Stored entries.
========
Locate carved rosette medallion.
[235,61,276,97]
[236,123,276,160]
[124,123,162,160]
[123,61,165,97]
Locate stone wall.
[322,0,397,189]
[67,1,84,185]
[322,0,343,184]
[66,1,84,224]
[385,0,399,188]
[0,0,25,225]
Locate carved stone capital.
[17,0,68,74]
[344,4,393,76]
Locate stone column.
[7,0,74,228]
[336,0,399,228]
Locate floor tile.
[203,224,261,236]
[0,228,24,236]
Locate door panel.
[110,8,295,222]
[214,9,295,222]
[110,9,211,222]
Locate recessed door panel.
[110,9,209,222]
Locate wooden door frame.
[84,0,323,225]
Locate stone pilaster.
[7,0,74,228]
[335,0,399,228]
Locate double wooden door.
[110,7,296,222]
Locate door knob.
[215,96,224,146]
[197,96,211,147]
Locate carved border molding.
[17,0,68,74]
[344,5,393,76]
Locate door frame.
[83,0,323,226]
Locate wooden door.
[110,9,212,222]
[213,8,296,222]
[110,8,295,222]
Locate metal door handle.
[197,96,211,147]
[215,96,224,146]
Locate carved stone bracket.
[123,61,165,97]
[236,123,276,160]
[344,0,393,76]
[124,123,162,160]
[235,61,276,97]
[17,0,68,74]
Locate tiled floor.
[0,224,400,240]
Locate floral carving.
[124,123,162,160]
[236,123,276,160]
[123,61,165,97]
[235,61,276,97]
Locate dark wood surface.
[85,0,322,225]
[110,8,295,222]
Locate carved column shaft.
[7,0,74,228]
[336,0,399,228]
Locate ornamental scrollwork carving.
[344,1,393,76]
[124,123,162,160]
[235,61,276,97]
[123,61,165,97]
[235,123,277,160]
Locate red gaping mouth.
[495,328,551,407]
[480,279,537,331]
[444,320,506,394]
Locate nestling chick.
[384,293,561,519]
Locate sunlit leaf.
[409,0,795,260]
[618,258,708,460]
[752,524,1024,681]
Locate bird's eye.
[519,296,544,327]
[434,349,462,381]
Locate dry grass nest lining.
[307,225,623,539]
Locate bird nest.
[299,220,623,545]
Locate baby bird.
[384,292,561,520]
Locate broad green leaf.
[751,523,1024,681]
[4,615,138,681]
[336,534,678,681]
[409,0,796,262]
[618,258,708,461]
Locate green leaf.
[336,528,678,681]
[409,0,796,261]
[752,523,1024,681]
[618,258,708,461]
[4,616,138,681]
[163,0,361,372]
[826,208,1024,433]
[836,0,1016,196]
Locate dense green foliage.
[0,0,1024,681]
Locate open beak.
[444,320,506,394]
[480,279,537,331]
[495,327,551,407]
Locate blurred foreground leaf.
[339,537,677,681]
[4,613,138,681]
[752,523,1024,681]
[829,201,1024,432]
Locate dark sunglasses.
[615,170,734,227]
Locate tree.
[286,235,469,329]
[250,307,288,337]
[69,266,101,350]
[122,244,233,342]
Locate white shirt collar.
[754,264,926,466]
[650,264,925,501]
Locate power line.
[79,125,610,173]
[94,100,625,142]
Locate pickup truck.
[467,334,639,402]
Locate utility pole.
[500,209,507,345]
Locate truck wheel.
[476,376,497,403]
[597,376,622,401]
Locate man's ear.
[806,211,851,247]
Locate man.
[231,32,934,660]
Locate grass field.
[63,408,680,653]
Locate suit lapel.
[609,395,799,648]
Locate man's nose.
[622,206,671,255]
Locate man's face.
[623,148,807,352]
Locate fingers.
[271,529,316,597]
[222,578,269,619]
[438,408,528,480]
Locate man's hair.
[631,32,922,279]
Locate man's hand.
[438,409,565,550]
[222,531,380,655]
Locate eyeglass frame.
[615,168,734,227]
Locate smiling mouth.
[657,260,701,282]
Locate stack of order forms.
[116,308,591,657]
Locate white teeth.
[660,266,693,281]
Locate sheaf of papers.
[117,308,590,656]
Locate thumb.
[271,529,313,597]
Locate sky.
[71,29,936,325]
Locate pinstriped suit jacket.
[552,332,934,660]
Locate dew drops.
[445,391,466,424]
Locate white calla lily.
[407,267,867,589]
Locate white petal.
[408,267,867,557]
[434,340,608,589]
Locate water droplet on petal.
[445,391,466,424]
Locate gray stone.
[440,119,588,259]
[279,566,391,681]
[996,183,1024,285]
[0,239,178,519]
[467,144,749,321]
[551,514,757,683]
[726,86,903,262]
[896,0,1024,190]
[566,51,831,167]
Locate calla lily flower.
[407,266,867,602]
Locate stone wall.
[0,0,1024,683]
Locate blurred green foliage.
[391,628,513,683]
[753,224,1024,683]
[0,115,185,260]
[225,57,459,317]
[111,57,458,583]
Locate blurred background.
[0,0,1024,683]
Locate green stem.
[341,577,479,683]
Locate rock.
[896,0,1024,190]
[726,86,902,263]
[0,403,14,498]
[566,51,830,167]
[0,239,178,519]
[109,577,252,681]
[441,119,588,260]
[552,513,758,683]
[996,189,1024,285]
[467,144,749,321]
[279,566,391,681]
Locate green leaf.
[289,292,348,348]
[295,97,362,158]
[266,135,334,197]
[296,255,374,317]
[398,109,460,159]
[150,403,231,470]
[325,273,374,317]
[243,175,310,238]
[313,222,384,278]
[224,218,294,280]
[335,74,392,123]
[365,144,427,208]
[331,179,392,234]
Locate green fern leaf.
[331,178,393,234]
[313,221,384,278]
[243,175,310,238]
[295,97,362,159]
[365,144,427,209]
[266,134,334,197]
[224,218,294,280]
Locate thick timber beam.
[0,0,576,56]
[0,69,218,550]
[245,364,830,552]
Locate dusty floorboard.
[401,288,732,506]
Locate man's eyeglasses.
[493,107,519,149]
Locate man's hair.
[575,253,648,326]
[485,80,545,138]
========
Directions for this task.
Write out the data above again, swapping "Locate" for "Find" throughout and keeping everything else the same.

Answer to the problem.
Find carved rosette medallion.
[235,61,276,97]
[236,123,276,160]
[124,123,162,160]
[123,61,165,97]
Find stone wall.
[322,0,397,189]
[67,1,84,185]
[322,0,343,184]
[66,1,84,224]
[385,0,399,188]
[0,0,25,225]
Find carved stone capital.
[17,0,68,74]
[344,4,393,76]
Find stone column.
[7,0,74,228]
[336,0,399,228]
Find floor tile.
[203,224,261,236]
[0,228,24,236]
Find door panel.
[110,8,295,222]
[214,9,295,222]
[110,9,211,222]
Find recessed door panel.
[110,9,209,222]
Find wooden door frame.
[84,0,323,225]
Find stone pilaster.
[7,0,74,228]
[335,0,399,228]
Find double wooden door.
[110,7,296,222]
Find door knob.
[215,96,224,146]
[197,96,211,147]
Find carved border molding.
[17,0,68,74]
[344,5,393,76]
Find door frame.
[83,0,323,226]
Find wooden door.
[110,9,212,222]
[213,8,296,222]
[110,8,295,222]
Find metal door handle.
[197,96,211,147]
[215,96,224,146]
Find carved stone bracket.
[123,61,165,97]
[236,123,276,160]
[344,0,393,76]
[124,123,162,160]
[235,61,276,97]
[17,0,68,74]
Find tiled floor.
[0,224,400,240]
Find floral carving.
[124,123,162,160]
[236,123,276,160]
[123,61,165,97]
[235,61,276,97]
Find dark wood surface.
[85,0,322,225]
[110,8,295,222]
Find carved column shaft.
[7,0,74,228]
[336,0,399,228]
Find ornamental scrollwork carving.
[344,1,393,76]
[124,123,162,160]
[235,61,276,97]
[123,61,165,97]
[235,123,277,160]
Find red gaping mouth.
[495,328,551,407]
[480,279,537,331]
[444,320,506,394]
Find nestling chick.
[384,293,561,519]
Find sunlit leaf.
[409,0,795,260]
[618,258,708,460]
[752,524,1024,681]
Find bird's eye.
[519,296,544,327]
[434,349,462,381]
Find dry grass nest lining.
[307,225,623,539]
Find bird nest.
[299,220,623,545]
Find baby bird.
[384,292,561,520]
Find broad green leaf.
[751,523,1024,681]
[4,615,138,681]
[336,534,678,681]
[409,0,796,262]
[618,258,708,461]
Find green leaf.
[336,528,678,681]
[409,0,796,261]
[752,523,1024,681]
[618,258,708,461]
[4,616,138,681]
[163,0,361,372]
[826,208,1024,433]
[836,0,1016,196]
Find dense green foliage.
[0,0,1024,681]
Find open beak.
[444,320,506,394]
[480,279,537,331]
[495,327,551,407]
Find blurred foreground leaf.
[339,537,677,681]
[4,613,138,681]
[752,523,1024,681]
[829,201,1024,432]
Find dark sunglasses.
[615,170,734,227]
Find tree.
[286,235,469,329]
[250,307,288,337]
[69,266,101,350]
[122,244,233,342]
Find white shirt collar.
[754,264,926,466]
[650,264,925,501]
Find power line.
[79,125,610,173]
[94,100,625,142]
Find pickup truck.
[467,334,639,402]
Find utility pole.
[500,209,507,345]
Find truck wheel.
[476,376,497,403]
[597,376,622,401]
Find man's ear.
[806,211,851,247]
Find man.
[231,32,934,660]
Find grass field.
[63,408,680,653]
Find suit lapel.
[609,395,799,648]
Find man's nose.
[622,206,671,255]
Find man's face.
[623,148,807,352]
Find fingers.
[271,529,316,597]
[222,578,269,619]
[438,408,528,480]
Find man's hair.
[631,32,922,279]
Find man's hand.
[438,409,565,550]
[222,531,380,655]
Find eyeglass frame.
[615,168,734,227]
Find smiling mouth.
[657,260,701,282]
Find stack of order forms.
[116,308,591,657]
Find white teeth.
[660,266,693,281]
Find sheaf of papers.
[117,308,590,656]
Find thumb.
[271,529,313,597]
Find sky.
[71,29,936,325]
Find pinstriped suit jacket.
[552,332,934,660]
Find dew drops.
[445,391,466,424]
Find white calla lily.
[407,267,867,589]
Find white petal.
[408,267,867,557]
[434,340,608,589]
Find water droplet on petal.
[445,391,466,424]
Find gray stone.
[440,119,588,259]
[279,566,391,681]
[996,183,1024,285]
[0,239,178,519]
[467,144,749,321]
[551,514,757,683]
[726,86,903,262]
[896,0,1024,190]
[566,51,831,167]
Find calla lily flower.
[407,266,867,602]
Find stone wall.
[0,0,1024,683]
Find blurred green foliage.
[391,628,513,683]
[753,224,1024,683]
[0,115,185,260]
[225,57,459,317]
[111,57,458,583]
Find blurred background.
[0,0,1024,683]
Find green stem.
[341,577,479,683]
Find rock.
[896,0,1024,190]
[726,86,902,263]
[0,403,14,498]
[566,51,830,167]
[0,239,178,519]
[109,577,252,681]
[441,119,588,260]
[552,513,758,683]
[996,189,1024,285]
[467,144,749,321]
[279,566,391,681]
Find green leaf.
[289,292,348,348]
[295,97,362,158]
[266,135,334,197]
[296,255,374,317]
[398,109,460,159]
[150,403,231,470]
[325,273,374,317]
[243,175,310,238]
[313,222,384,278]
[224,218,294,280]
[335,74,392,123]
[365,144,427,208]
[331,179,392,234]
Find green fern leaf.
[331,178,393,234]
[313,221,384,278]
[243,175,310,238]
[295,97,362,159]
[365,144,427,209]
[266,134,334,197]
[224,218,294,280]
Find thick timber beam.
[0,0,576,56]
[0,69,218,550]
[245,364,830,552]
Find dusty floorboard.
[401,288,732,506]
Find man's eyeglasses.
[493,107,519,149]
Find man's hair.
[575,253,648,326]
[485,80,545,138]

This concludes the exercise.